══ DATA SECTION
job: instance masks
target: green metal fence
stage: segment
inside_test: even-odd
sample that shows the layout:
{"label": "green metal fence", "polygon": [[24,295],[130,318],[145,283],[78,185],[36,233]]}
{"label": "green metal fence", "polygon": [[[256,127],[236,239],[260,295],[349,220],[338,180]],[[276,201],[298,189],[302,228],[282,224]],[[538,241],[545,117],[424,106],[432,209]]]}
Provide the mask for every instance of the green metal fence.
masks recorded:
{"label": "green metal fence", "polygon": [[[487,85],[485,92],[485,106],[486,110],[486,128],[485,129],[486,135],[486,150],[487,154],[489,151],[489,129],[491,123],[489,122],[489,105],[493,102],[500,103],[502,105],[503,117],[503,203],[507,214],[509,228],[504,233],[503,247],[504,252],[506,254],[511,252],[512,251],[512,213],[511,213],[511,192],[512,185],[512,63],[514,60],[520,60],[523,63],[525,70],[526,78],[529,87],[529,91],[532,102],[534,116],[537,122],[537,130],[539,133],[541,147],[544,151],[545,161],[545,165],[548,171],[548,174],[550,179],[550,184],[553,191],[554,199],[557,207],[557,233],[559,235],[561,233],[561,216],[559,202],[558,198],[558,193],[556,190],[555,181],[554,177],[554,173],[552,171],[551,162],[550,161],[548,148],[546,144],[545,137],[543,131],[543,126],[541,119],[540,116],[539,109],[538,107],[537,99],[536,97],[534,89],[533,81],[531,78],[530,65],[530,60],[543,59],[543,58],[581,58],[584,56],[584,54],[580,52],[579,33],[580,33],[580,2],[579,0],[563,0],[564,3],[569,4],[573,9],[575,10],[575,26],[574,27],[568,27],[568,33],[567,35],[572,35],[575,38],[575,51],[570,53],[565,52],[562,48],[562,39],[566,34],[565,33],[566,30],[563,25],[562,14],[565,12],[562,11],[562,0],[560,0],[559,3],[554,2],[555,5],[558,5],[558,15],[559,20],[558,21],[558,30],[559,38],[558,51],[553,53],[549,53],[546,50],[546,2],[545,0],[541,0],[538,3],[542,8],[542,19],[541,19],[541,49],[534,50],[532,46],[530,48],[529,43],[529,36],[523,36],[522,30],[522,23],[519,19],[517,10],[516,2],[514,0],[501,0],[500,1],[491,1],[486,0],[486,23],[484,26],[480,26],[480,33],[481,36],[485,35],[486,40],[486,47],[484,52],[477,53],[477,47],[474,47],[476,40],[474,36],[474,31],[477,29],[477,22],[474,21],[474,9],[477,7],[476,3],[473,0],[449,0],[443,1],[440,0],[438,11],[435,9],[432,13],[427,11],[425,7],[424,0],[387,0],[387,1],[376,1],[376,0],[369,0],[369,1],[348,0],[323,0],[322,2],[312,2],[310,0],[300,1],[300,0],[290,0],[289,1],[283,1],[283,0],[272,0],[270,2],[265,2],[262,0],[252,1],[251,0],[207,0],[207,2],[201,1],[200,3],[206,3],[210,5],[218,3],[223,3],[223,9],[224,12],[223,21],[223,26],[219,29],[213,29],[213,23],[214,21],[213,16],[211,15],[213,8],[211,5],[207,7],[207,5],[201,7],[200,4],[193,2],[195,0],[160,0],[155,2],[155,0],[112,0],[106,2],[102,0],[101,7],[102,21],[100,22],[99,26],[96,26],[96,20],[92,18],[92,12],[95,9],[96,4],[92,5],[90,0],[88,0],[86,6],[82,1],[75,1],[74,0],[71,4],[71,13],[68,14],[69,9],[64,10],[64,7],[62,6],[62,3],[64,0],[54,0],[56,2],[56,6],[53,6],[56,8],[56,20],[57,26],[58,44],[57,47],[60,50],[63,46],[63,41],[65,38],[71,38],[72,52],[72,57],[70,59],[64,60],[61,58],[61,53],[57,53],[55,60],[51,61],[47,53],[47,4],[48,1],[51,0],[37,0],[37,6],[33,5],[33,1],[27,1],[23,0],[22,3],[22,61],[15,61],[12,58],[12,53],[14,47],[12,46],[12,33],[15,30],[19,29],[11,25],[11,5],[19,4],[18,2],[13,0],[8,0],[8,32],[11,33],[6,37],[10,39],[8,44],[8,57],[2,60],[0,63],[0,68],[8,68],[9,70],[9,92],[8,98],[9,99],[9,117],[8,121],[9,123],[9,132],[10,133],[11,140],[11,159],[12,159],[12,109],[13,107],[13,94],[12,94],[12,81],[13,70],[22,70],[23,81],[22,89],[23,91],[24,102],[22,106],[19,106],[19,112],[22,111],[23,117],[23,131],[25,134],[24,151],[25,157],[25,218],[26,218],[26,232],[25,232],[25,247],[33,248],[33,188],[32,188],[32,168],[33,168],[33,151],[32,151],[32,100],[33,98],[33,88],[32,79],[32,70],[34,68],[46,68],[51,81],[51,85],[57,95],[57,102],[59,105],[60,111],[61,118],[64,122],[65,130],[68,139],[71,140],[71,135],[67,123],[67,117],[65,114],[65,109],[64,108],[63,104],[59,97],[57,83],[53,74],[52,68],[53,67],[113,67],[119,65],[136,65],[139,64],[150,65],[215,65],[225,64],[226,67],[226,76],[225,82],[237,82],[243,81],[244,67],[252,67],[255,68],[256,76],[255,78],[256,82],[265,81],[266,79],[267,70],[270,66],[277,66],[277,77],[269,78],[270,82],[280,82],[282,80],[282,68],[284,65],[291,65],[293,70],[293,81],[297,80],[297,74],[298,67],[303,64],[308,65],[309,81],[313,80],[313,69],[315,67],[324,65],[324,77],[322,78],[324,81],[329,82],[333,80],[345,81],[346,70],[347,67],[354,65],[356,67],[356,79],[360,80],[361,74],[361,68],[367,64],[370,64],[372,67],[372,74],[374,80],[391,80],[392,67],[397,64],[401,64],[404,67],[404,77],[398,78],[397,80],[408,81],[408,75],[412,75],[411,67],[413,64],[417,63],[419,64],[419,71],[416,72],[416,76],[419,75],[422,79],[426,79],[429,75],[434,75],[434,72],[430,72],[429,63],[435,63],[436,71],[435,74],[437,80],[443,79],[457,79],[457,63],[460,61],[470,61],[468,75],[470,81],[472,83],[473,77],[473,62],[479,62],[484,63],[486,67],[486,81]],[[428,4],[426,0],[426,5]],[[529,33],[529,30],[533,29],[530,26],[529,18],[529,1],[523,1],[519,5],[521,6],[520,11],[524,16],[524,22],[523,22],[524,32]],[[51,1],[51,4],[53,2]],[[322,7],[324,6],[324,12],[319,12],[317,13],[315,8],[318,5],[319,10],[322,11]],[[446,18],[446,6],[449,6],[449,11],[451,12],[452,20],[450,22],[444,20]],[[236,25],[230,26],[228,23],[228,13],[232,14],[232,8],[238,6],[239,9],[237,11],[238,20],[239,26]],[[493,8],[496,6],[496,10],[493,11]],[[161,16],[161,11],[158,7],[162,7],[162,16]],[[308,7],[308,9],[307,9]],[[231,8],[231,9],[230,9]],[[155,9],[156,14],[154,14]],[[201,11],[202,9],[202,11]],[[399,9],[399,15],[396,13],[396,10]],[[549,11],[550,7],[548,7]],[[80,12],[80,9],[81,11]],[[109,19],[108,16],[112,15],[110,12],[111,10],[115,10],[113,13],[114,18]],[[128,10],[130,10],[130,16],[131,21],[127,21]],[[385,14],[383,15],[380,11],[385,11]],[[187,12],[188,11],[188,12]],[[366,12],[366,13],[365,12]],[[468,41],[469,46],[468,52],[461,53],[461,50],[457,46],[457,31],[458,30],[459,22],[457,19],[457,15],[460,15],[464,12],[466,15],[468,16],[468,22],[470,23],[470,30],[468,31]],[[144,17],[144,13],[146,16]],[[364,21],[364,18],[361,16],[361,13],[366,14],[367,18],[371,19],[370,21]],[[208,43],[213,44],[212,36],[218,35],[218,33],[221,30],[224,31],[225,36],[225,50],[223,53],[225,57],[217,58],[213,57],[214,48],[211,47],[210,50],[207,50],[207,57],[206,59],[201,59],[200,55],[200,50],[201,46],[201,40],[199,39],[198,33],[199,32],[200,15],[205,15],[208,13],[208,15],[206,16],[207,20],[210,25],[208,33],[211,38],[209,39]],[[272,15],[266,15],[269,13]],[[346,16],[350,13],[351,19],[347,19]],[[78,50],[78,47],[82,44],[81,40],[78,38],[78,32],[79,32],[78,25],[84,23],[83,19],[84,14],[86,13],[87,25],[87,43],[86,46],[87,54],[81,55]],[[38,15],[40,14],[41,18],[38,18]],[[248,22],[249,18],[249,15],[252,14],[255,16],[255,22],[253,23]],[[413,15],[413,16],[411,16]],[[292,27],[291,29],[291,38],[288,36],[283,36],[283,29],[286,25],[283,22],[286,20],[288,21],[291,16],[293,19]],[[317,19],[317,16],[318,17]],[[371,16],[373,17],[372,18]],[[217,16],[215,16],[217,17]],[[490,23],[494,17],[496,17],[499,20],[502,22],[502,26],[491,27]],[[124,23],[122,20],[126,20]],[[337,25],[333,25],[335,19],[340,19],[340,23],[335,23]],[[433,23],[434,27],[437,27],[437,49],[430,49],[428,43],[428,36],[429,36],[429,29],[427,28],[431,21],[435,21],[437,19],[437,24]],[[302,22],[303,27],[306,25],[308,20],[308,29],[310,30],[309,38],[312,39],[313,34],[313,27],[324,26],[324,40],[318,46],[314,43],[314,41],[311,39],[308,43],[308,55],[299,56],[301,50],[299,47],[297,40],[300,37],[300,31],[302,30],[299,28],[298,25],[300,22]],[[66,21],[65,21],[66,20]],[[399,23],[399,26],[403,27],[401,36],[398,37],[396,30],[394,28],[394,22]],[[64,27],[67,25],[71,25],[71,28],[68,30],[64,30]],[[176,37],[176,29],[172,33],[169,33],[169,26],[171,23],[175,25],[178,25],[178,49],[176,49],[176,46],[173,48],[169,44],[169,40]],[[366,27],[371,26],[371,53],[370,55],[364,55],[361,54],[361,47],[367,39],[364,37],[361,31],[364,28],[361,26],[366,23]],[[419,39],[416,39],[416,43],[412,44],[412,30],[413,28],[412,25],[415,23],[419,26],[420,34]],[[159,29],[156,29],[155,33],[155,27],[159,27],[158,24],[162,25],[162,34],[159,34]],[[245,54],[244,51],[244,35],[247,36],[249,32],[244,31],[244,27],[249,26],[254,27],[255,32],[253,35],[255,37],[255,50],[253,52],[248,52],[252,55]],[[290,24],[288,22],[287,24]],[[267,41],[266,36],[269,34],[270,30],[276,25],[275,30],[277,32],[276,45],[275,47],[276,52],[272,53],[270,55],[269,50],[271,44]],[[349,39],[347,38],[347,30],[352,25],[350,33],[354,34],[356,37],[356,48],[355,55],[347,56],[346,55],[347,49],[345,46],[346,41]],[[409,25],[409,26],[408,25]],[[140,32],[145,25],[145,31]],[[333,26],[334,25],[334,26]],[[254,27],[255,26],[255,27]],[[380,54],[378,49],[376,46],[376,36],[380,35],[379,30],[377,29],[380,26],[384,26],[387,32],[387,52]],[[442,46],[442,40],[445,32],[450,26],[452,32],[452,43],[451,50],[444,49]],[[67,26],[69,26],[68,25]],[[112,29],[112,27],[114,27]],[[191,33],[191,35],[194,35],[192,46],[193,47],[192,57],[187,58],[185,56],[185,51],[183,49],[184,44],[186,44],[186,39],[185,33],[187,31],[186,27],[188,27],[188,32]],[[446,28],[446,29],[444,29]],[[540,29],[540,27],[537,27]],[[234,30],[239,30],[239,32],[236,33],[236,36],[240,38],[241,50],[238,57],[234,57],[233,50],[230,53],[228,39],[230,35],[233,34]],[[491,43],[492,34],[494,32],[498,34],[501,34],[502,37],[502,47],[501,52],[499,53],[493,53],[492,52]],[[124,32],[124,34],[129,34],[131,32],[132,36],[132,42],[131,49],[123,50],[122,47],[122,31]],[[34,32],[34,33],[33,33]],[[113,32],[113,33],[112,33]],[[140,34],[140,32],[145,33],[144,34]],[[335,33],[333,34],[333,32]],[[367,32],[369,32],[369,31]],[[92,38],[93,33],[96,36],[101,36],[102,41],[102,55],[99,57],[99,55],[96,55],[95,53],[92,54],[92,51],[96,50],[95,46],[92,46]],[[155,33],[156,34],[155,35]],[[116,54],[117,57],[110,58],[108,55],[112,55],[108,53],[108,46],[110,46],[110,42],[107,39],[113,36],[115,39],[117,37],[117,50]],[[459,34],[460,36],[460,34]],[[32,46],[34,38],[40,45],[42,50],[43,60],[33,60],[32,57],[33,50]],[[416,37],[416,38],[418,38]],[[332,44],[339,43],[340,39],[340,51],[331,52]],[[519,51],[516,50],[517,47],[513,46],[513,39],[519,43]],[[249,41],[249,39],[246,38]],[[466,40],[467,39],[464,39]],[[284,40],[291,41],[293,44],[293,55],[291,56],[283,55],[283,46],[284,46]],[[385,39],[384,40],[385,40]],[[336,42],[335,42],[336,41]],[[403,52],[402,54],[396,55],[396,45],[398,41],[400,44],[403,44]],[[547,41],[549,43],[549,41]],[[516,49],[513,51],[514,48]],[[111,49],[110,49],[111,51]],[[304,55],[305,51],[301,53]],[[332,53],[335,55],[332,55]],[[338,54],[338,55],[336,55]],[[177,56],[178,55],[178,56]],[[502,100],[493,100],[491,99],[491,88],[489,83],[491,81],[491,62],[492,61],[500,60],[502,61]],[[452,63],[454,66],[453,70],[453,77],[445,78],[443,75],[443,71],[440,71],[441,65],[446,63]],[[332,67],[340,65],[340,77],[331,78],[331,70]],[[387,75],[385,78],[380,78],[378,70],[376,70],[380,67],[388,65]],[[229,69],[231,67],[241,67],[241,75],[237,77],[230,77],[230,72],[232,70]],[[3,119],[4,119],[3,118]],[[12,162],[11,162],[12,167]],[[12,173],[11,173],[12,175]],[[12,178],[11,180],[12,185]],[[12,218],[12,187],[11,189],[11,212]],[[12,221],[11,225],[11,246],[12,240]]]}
════
══ DATA SECTION
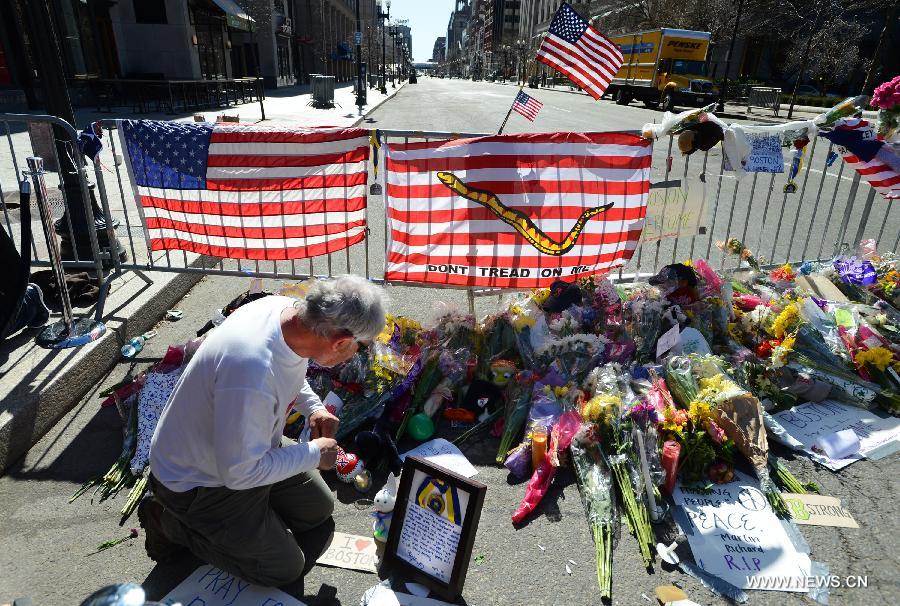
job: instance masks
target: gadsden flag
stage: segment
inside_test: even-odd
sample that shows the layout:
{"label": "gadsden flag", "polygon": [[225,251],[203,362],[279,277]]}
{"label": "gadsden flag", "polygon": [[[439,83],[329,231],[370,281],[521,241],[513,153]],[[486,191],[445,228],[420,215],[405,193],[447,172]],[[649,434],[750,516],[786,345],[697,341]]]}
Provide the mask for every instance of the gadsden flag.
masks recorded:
════
## PROBLEM REQUIREMENTS:
Return every line of the records that contains the word "gadsden". Case counts.

## RESULT OF THE EXERCISE:
target: gadsden flag
{"label": "gadsden flag", "polygon": [[225,251],[203,362],[279,277]]}
{"label": "gadsden flag", "polygon": [[[439,83],[329,231],[370,281],[521,241],[513,153]],[[486,191],[445,228],[420,215],[405,193],[447,172]],[[649,434],[750,516],[786,345],[697,341]]]}
Provide the mask for every instance of the gadsden flag.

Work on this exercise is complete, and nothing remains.